Source extract:
'''
Facebook and its sister properties Instagram and WhatsApp are suffering from ongoing, global outages. We don’t yet know why this happened, but the how is clear: Earlier this morning, something inside Facebook caused the company to revoke key digital records that tell computers and other Internet-enabled devices how to find these destinations online.
Doug Madory is director of internet analysis at Kentik, a San Francisco-based network monitoring company. Madory said at approximately 11:39 a.m. ET today (15:39 UTC), someone at Facebook caused an update to be made to the company’s Border Gateway Protocol (BGP) records. BGP is a mechanism by which Internet service providers of the world share information about which providers are responsible for routing Internet traffic to which specific groups of Internet addresses.
In simpler terms, sometime this morning Facebook took away the map telling the world’s computers how to find its various online properties. As a result, when one types Facebook.com into a web browser, the browser has no idea where to find Facebook.com, and so returns an error page.
In addition to stranding billions of users, the Facebook outage also has stranded its employees from communicating with one another using their internal Facebook tools. That’s because Facebook’s email and tools are all managed in house and via the same domains that are now stranded.
“Not only are Facebook’s services and apps down for the public, its internal tools and communications platforms, including Workplace, are out as well,” New York Times tech reporter Ryan Mac tweeted. “No one can do any work. Several people I’ve talked to said this is the equivalent of a ‘snow day’ at the company.”
The outages come just hours after CBS’s 60 Minutes aired a much-anticipated interview with Frances Haugen, the Facebook whistleblower who recently leaked a number of internal Facebook investigations showing the company knew its products were causing mass harm, and that it prioritized profits over taking bolder steps to curtail abuse on its platform — including disinformation and hate speech.
'''
Supplied records:
'''
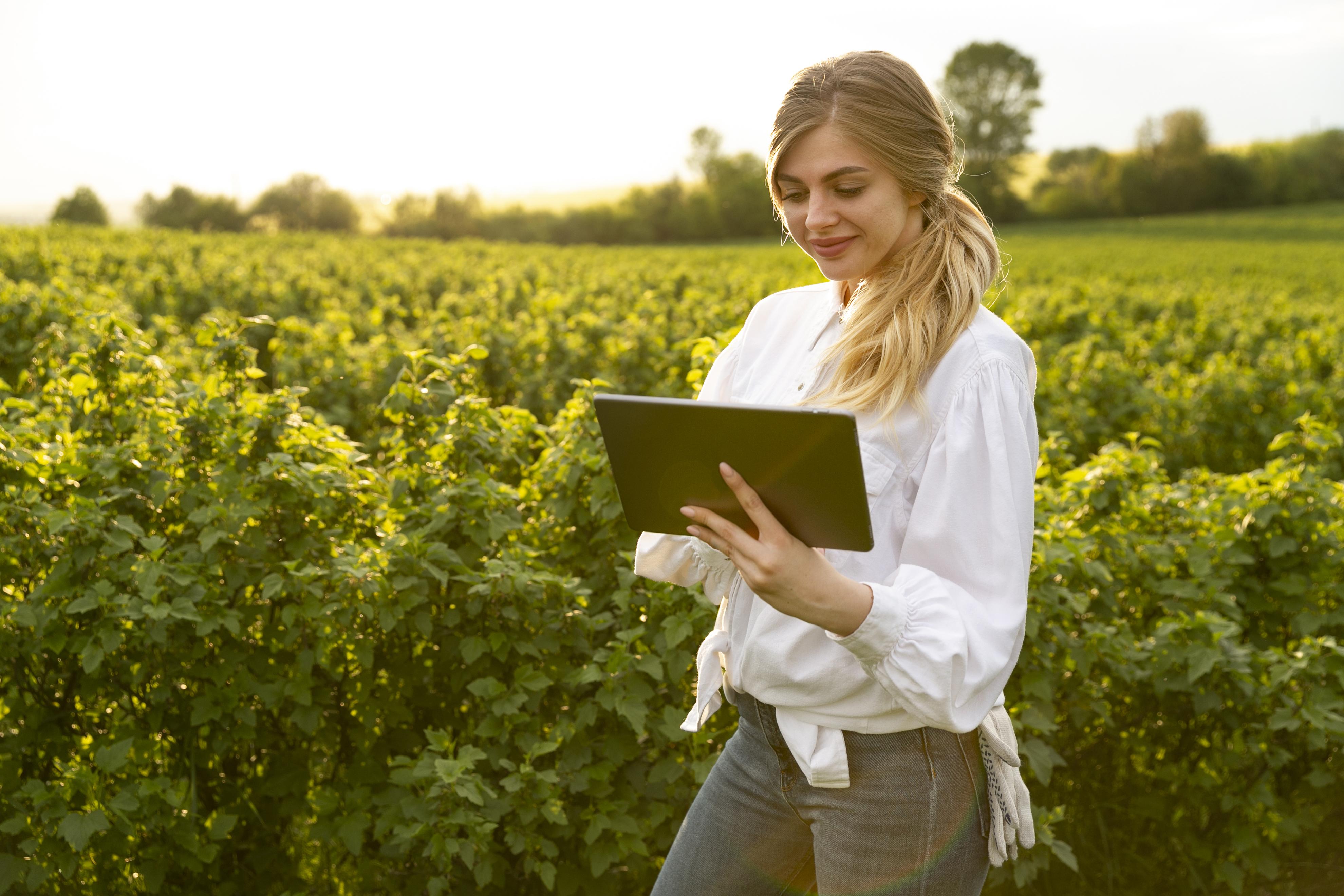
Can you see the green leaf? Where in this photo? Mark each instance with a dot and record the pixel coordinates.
(82, 605)
(11, 871)
(115, 757)
(209, 539)
(472, 648)
(124, 802)
(77, 828)
(351, 832)
(1042, 758)
(120, 542)
(1065, 854)
(127, 524)
(92, 657)
(221, 825)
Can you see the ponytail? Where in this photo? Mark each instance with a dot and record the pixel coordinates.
(905, 316)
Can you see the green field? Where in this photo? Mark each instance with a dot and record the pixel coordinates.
(338, 600)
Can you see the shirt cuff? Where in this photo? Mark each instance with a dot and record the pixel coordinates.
(879, 632)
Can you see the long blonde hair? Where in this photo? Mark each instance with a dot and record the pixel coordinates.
(907, 315)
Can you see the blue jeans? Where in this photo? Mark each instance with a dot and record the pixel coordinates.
(914, 819)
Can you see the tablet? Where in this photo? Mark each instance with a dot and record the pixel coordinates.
(804, 464)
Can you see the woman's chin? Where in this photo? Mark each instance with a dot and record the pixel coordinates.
(838, 268)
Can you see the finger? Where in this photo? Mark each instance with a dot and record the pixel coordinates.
(752, 503)
(711, 539)
(734, 539)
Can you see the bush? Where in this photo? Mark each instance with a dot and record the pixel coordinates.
(305, 202)
(81, 207)
(245, 655)
(183, 209)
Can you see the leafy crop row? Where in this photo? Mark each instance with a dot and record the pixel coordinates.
(242, 652)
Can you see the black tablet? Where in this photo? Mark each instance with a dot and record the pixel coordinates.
(804, 464)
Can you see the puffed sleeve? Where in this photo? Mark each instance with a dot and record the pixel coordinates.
(683, 559)
(945, 629)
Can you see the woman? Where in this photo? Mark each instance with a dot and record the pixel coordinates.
(872, 736)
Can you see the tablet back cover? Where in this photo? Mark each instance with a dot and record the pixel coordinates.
(804, 464)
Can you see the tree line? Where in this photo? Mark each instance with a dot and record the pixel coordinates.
(991, 92)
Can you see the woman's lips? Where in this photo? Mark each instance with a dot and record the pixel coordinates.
(833, 248)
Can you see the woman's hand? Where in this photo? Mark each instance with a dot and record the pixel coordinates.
(787, 574)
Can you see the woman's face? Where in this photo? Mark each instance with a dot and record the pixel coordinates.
(844, 210)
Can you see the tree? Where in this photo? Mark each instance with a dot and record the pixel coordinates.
(183, 209)
(737, 186)
(447, 217)
(81, 207)
(305, 202)
(992, 91)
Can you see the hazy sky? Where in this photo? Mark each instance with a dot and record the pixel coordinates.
(525, 97)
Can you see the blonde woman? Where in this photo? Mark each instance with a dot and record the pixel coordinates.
'''
Objectives:
A - Summarize the article on the Facebook outage in two sentences.
B - State how many lines of the listing contain the string "tablet", with case counting. Give only the number.
The text and the listing were taken from unrelated sources.

Answers per task:
A - Facebook, Instagram, and WhatsApp went down worldwide after someone at Facebook caused an update to the company's Border Gateway Protocol records, revoking the records that tell devices how to find these sites online. The outage also cut employees off from internal tools such as Workplace, and it came hours after 60 Minutes aired an interview with whistleblower Frances Haugen.

B - 3